◆ Excerpted text:
* Begin *

Every nursing home wants to project a positive image and engage the media enough to report on its accomplishments. But what happens if your facility has a tainted past? Perhaps, there's that one survey that left a black mark on your facility's reputation and, not surprisingly, is the only news the media has ever reported on your organization.

It's true that negative publicity can tarnish a nursing home's reputation with the community, but this shouldn't stop a facility from trying to regain the community's trust and building a relationship with the local media.

When building a relationship with the media, be as transparent as possible. Never deny that your facility had a problem in the past or is working through an ongoing problem, recommends Eric Schubert, director of communications at Ecumen, Minnesota's largest provider of seniors housing and services, located in Shoreview.

If something goes wrong in your facility and the media reports on it, the best way to rebuild your reputation is to stay in touch. Let the local media outlets know you're fixing the problem, and inform them about how you're doing so, Schubert says. This creates a bigger imperative to be able to share further news and create a media relations program at your facility, if you didn't already have one.

"A good story is synonymous with a true story," says John A. Howes, associate director at Chicago-based Navigant Consulting. If your nursing home has faced adversity, you've hopefully taken the appropriate steps to rectify what happened--and if there's independent verification that the improvements took place, that qualifies as a pretty good story in and of itself, he says.

* End *

◆ Entries supplied:
* Begin *

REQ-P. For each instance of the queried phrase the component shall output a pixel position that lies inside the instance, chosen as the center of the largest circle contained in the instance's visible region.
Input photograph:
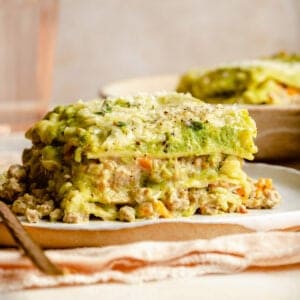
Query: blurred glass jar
(27, 38)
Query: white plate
(285, 216)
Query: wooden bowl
(278, 126)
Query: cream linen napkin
(148, 261)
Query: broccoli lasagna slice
(271, 81)
(148, 156)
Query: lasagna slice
(142, 157)
(275, 80)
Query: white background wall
(104, 40)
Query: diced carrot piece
(292, 91)
(145, 163)
(241, 191)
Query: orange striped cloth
(149, 261)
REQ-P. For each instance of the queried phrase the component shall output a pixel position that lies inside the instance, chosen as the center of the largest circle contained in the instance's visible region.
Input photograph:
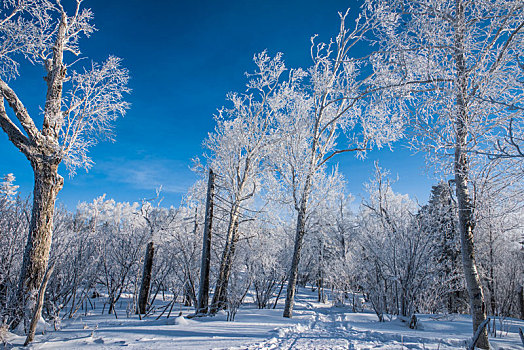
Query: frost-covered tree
(453, 66)
(396, 257)
(325, 110)
(79, 107)
(14, 222)
(236, 151)
(439, 220)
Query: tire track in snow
(332, 332)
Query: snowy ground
(314, 326)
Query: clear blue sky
(183, 57)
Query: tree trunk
(220, 295)
(521, 302)
(203, 293)
(36, 255)
(293, 272)
(38, 307)
(461, 168)
(143, 296)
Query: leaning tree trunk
(143, 296)
(461, 168)
(220, 295)
(203, 293)
(299, 238)
(36, 255)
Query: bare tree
(317, 107)
(453, 66)
(79, 107)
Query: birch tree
(79, 107)
(454, 64)
(325, 111)
(237, 148)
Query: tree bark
(203, 293)
(36, 255)
(143, 296)
(299, 238)
(38, 308)
(521, 302)
(461, 168)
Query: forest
(268, 248)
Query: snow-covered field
(314, 326)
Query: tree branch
(20, 111)
(14, 134)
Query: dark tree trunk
(293, 272)
(143, 296)
(521, 302)
(36, 255)
(220, 295)
(461, 168)
(203, 294)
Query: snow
(314, 326)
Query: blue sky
(183, 57)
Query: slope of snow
(314, 326)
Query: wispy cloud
(149, 173)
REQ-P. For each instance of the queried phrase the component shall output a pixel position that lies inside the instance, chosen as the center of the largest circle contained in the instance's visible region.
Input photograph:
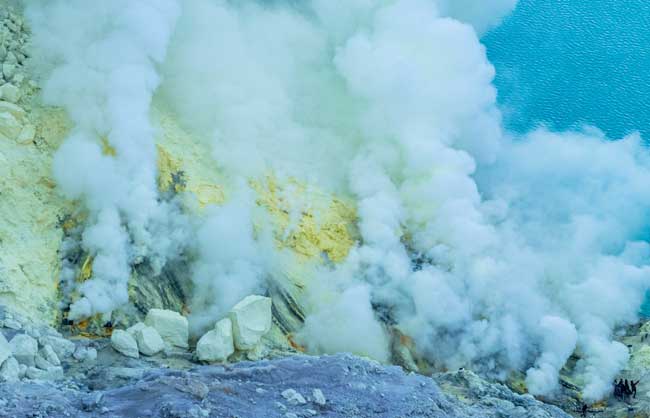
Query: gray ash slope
(352, 387)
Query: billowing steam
(493, 251)
(100, 60)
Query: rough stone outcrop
(217, 344)
(24, 349)
(251, 319)
(172, 326)
(149, 341)
(124, 343)
(5, 348)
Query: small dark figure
(633, 384)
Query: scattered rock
(216, 345)
(9, 92)
(32, 331)
(12, 323)
(124, 343)
(27, 134)
(48, 354)
(251, 319)
(41, 363)
(10, 128)
(172, 326)
(10, 370)
(85, 354)
(19, 113)
(53, 373)
(5, 348)
(24, 349)
(9, 69)
(133, 330)
(62, 347)
(149, 341)
(293, 397)
(318, 396)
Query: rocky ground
(290, 387)
(47, 374)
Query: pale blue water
(566, 63)
(570, 62)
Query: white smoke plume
(492, 250)
(98, 61)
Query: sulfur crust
(34, 215)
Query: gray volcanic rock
(352, 386)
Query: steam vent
(324, 208)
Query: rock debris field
(290, 387)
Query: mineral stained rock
(149, 341)
(354, 388)
(251, 319)
(172, 326)
(124, 343)
(217, 344)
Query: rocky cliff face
(40, 231)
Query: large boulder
(48, 354)
(216, 345)
(172, 326)
(10, 370)
(62, 347)
(251, 319)
(124, 343)
(52, 373)
(5, 348)
(149, 341)
(24, 348)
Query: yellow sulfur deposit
(323, 226)
(30, 210)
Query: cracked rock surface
(351, 387)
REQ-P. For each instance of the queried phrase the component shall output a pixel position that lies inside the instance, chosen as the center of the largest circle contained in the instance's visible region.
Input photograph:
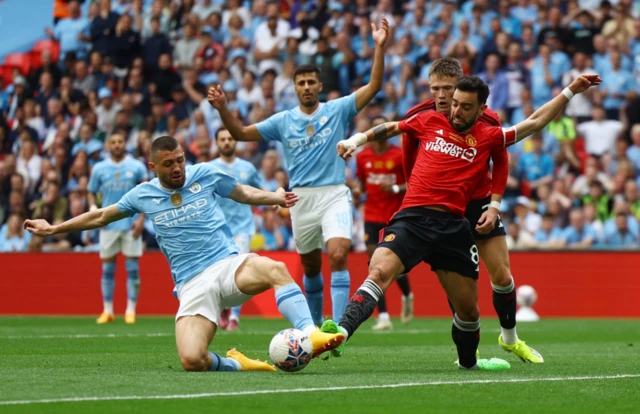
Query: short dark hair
(446, 67)
(474, 84)
(163, 143)
(218, 131)
(306, 69)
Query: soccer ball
(526, 296)
(290, 350)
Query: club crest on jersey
(176, 199)
(310, 130)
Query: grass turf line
(134, 362)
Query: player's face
(116, 146)
(169, 167)
(226, 143)
(465, 110)
(442, 88)
(308, 88)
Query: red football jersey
(373, 169)
(449, 165)
(500, 158)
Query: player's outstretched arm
(87, 221)
(540, 118)
(217, 99)
(365, 94)
(346, 147)
(246, 194)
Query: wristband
(358, 139)
(567, 92)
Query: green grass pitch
(71, 365)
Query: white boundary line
(305, 390)
(164, 334)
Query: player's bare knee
(194, 362)
(380, 276)
(501, 276)
(338, 259)
(279, 275)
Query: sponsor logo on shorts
(440, 145)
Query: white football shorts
(322, 213)
(213, 290)
(113, 242)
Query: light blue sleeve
(254, 179)
(270, 128)
(94, 181)
(337, 60)
(142, 172)
(223, 184)
(128, 202)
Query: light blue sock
(340, 284)
(313, 287)
(219, 363)
(235, 313)
(293, 305)
(108, 281)
(133, 279)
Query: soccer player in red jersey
(482, 212)
(379, 170)
(430, 226)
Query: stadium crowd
(141, 68)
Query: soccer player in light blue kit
(239, 216)
(309, 134)
(206, 267)
(113, 178)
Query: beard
(462, 127)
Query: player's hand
(216, 97)
(38, 227)
(345, 149)
(137, 228)
(584, 82)
(380, 35)
(487, 221)
(289, 199)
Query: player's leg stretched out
(240, 277)
(492, 248)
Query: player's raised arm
(365, 94)
(239, 132)
(378, 133)
(87, 221)
(541, 117)
(246, 194)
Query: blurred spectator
(600, 134)
(13, 237)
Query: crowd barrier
(569, 284)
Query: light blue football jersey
(113, 180)
(190, 226)
(310, 141)
(239, 216)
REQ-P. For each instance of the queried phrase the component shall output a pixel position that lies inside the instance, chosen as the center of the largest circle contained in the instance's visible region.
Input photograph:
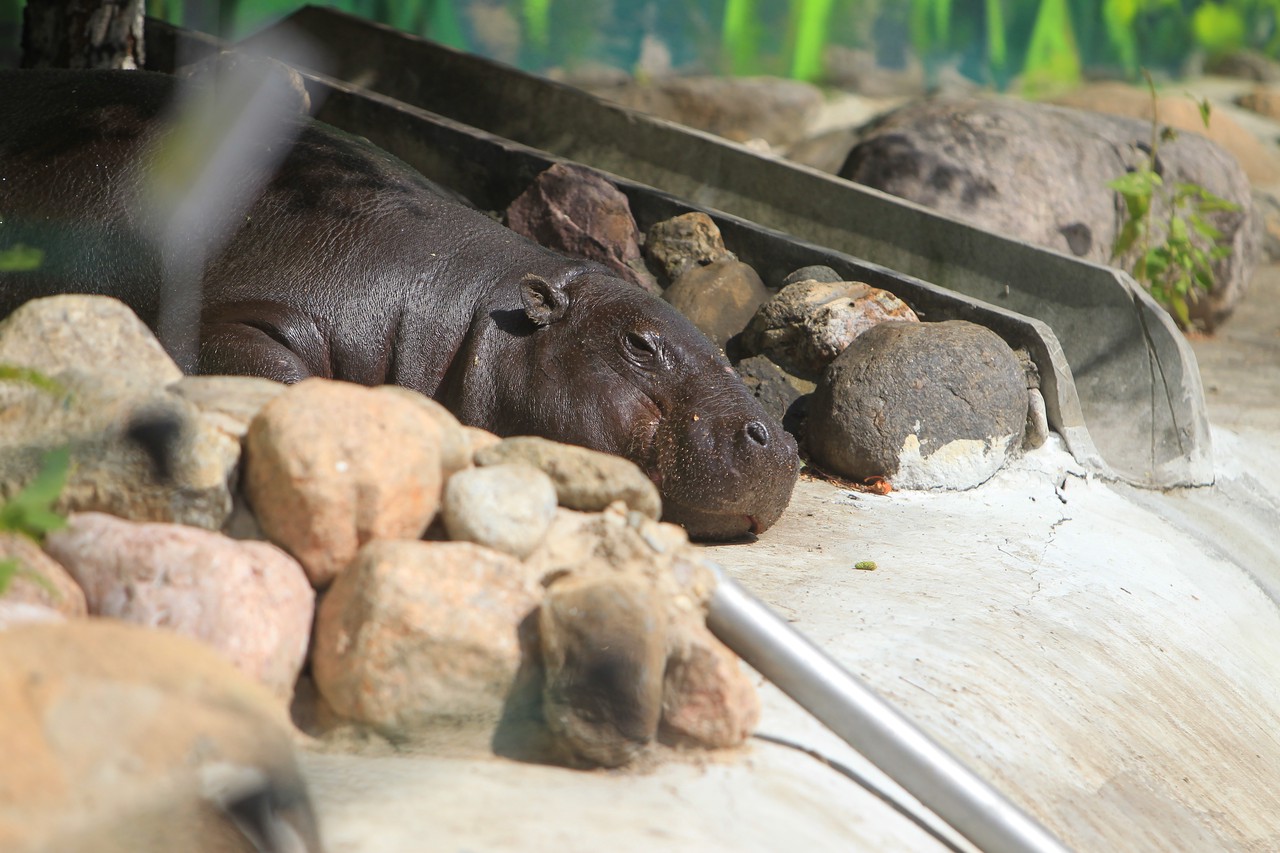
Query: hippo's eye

* End *

◆ Exercise tasks:
a – Answer these about the text on nursing home media relations:
(i) What position does Eric Schubert hold at Ecumen?
(ii) In which city is Navigant Consulting based?
(iii) According to John A. Howes, a good story is synonymous with what?
b – Extend the text on nursing home media relations past its last sentence, keeping its tone and subject.

◆ Results in order:
a –
(i) Director of communications
(ii) Chicago
(iii) A true story

b –
Building your media relationship

"Working with the media is an ongoing process. Reporters have to be approached and a relationship has to be cultivated," says Howes.

Both Howes and Schubert recommend that nursing homes do the following when attempting to build a relationship:

* Develop a list of the news outlets in the area, including print publications, local radio, and local television

* Follow the local media to see what types of stories they cover--especially ones involving the healthcare sector

* Determine which reporter has a nursing home or elderly beat--it's fine to call the media outlet and ask

* Introduce yourself and your facility to the reporter and comment on an article he or she wrote that you enjoyed

* Set up a time to meet the reporter in person, preferably at your facility

Sending a news organization a blind press release may work on occasion, but to get the result you want, there needs to be an ongoing relationship between your facility and the media, says Howes.

Media relations for a nursing facility isn't a full-time job, it's just an occasional part of your duties. You have to read, listen to, and react to news on an ongoing basis, he says. Just because you find something interesting doesn't mean the public will. Understand what the mainstream is and learn to be a part of it.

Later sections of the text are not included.